▸ **Written request**
Reproduce every one of the following rows word for word, without changing anything.

▸ **Exercise input**
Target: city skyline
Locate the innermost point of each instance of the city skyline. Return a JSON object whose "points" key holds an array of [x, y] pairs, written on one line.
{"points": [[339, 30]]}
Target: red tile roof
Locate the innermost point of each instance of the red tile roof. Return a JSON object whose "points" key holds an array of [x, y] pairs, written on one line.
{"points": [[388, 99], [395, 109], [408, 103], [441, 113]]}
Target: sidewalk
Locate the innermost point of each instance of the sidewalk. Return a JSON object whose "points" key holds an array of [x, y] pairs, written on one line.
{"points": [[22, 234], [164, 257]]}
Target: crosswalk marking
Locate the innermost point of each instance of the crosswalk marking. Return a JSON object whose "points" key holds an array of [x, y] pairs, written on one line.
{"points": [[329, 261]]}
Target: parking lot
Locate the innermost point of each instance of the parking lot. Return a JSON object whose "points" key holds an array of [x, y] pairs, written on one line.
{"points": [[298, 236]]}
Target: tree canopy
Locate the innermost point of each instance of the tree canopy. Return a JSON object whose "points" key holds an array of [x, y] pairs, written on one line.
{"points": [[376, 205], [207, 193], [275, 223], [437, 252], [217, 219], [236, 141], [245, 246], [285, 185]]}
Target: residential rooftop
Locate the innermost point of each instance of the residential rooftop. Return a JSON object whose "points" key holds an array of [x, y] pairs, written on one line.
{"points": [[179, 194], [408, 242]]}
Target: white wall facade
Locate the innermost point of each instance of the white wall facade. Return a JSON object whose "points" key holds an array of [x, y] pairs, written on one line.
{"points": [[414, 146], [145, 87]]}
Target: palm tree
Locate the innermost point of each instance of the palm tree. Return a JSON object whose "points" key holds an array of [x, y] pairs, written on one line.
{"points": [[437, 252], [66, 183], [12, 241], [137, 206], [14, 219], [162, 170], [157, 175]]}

▸ **Output below**
Target: city skyline
Locate the innermost point of each instance of the city skyline. Return a JSON object whose "points" key holds an array of [x, y] pairs, written on one line.
{"points": [[339, 30]]}
Target: red tile roof
Locate the innermost point of each instance of the red tile roof. Return a JSON object whose "points" key holds an array of [x, y] pairs, written on one line.
{"points": [[388, 99], [395, 109], [408, 103], [441, 113]]}
Target: sidewalk
Locate the innermost point of each instance of the sidewalk. Return a JSON object whose "points" key holds an array of [x, y] pairs, written on one line.
{"points": [[22, 234], [164, 257]]}
Target: crosswalk marking
Locate the innermost point of each instance of the crosswalk marking. Return a JSON object whose "points" key holds an array of [x, y] pairs, written on one line.
{"points": [[329, 261]]}
Target: parking lot
Locate the innermost point of each instance of the parking lot. Return a JSON object whose "points" key holds an array of [x, y] pairs, written on one line.
{"points": [[298, 236]]}
Target: tree canopy
Locate the innermost point of each instance of the tree canopy. Return a JSON object whose "points" key holds an array of [x, y] pairs, written on one line.
{"points": [[376, 205], [207, 193], [275, 223], [437, 252], [217, 219], [236, 141], [245, 246], [285, 185]]}
Target: residential rooftop
Locate the innermost point of each instance of the residential rooftop. Return a JSON object whose "points" key holds an array of [x, y] pairs, written on one line.
{"points": [[179, 194], [408, 242]]}
Target: white wall facade
Locate the innermost point of each instance of the white wall facade. Return a JSON object whose "points" key holds an array of [x, y] pairs, written on one line.
{"points": [[414, 146], [145, 87]]}
Target: palm tree
Locate the innermost point of each instance of the palm tree. Return a JSON object whose "points" key holds an array of [x, y] pairs, written on one line.
{"points": [[437, 252], [66, 183], [12, 241], [137, 206], [14, 219], [162, 170], [157, 175]]}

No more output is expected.